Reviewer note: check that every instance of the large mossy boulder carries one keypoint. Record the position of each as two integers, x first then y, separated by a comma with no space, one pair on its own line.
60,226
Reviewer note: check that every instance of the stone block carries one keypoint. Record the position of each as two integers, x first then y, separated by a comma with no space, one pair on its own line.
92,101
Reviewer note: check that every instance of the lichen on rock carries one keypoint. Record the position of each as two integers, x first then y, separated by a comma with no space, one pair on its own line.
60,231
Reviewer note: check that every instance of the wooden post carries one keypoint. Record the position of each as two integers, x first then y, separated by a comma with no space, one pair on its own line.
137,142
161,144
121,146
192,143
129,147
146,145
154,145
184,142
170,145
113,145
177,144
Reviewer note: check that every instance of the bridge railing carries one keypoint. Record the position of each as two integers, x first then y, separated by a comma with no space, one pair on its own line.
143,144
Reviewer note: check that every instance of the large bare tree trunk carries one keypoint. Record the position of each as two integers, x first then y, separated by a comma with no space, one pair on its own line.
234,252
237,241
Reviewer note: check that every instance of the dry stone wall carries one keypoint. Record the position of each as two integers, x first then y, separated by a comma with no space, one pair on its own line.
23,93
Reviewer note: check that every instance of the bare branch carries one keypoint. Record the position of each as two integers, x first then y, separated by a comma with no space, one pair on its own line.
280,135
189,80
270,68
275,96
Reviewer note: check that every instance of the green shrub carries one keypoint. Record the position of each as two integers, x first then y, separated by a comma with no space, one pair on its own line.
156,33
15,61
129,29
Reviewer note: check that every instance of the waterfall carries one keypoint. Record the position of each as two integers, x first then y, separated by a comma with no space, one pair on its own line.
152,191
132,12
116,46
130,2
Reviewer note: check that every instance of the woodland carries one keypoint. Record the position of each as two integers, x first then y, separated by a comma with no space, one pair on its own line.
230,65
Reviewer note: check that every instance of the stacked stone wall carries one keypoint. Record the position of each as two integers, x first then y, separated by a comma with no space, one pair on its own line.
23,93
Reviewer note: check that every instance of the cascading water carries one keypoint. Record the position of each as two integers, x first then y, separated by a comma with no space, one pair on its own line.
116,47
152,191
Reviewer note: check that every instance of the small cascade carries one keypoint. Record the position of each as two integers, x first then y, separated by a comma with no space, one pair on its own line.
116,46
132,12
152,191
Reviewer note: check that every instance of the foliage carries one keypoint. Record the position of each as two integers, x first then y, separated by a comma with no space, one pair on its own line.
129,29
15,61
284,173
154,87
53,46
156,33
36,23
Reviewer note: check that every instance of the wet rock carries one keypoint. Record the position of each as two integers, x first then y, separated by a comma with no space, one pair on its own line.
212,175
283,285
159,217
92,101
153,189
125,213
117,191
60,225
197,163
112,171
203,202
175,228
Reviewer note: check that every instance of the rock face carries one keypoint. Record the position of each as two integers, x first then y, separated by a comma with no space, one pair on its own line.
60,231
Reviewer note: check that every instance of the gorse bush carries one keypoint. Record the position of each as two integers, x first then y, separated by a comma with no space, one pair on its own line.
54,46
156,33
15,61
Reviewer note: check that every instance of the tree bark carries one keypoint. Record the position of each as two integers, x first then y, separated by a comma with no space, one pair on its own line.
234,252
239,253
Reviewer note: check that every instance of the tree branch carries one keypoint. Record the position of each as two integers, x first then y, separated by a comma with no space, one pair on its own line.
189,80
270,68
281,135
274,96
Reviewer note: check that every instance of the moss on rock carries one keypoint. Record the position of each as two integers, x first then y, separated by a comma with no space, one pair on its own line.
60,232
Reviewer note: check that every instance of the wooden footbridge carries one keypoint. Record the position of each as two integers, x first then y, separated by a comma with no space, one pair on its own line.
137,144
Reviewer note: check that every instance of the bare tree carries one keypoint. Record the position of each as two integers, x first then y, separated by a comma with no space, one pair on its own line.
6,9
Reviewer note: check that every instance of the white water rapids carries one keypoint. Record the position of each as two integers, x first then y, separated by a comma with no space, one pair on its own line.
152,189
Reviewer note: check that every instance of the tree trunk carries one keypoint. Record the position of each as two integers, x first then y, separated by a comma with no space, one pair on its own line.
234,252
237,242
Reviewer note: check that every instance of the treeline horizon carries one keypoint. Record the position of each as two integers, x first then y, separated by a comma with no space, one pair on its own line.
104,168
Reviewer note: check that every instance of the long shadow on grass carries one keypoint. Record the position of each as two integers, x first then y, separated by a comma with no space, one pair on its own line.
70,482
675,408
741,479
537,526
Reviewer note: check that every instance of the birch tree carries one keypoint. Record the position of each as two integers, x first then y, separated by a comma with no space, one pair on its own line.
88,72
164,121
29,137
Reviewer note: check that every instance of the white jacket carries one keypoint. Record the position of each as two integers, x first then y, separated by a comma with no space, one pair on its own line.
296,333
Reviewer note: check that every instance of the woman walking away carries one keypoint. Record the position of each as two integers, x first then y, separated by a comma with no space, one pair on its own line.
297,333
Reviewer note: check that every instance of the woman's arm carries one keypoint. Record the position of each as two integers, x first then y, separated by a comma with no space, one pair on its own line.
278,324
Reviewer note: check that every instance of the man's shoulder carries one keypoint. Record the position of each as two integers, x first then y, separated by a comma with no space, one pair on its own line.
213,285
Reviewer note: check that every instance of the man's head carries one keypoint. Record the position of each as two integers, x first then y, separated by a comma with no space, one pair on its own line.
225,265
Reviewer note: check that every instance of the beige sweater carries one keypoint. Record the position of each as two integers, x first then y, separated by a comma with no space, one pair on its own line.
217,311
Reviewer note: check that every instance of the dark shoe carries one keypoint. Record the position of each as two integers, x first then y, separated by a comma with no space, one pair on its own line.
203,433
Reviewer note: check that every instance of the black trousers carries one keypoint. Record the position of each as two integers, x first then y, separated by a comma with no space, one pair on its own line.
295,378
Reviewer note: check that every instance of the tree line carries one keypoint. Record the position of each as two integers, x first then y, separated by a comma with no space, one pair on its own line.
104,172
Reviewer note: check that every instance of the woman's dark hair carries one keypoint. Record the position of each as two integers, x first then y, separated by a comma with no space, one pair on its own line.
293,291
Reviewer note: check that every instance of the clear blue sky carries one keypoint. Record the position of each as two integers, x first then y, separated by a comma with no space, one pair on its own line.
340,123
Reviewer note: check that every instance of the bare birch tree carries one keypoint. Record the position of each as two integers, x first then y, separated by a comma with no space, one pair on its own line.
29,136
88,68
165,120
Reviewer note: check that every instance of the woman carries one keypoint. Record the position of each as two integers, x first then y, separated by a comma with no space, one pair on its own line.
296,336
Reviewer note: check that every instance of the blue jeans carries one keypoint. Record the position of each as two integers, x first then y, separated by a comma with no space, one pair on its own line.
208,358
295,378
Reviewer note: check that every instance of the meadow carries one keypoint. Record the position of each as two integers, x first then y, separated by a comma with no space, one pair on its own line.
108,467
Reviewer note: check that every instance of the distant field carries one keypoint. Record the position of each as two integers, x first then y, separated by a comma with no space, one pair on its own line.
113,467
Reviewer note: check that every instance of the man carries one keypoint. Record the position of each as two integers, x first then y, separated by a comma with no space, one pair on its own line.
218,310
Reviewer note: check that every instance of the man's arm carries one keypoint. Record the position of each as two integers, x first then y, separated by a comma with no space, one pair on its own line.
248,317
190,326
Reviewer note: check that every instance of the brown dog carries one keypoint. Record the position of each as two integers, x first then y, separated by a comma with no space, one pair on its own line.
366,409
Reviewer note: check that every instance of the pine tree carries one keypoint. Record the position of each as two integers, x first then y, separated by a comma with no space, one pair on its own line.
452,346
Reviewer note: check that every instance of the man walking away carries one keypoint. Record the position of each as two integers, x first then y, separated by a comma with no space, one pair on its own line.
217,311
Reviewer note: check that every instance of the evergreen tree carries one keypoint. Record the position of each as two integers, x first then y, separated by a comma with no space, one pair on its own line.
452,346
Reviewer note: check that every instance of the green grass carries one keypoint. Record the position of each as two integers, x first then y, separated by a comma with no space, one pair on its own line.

※

Would you please repeat the lines from the one with "Reviewer note: check that every instance of the evergreen" through the last line of the listing above, exactly and with nothing else?

(Task output)
Reviewer note: check that every instance of the evergreen tree carries one keypoint. Record the position of each as two integers, x first then y, separated by a comma with no space, one pair on its own line.
452,346
Reviewer note: check that every instance of the green grass carries one keypoint. Record the position of each as two integers, x first then y, separated by a comma with no space, one pair on its own line.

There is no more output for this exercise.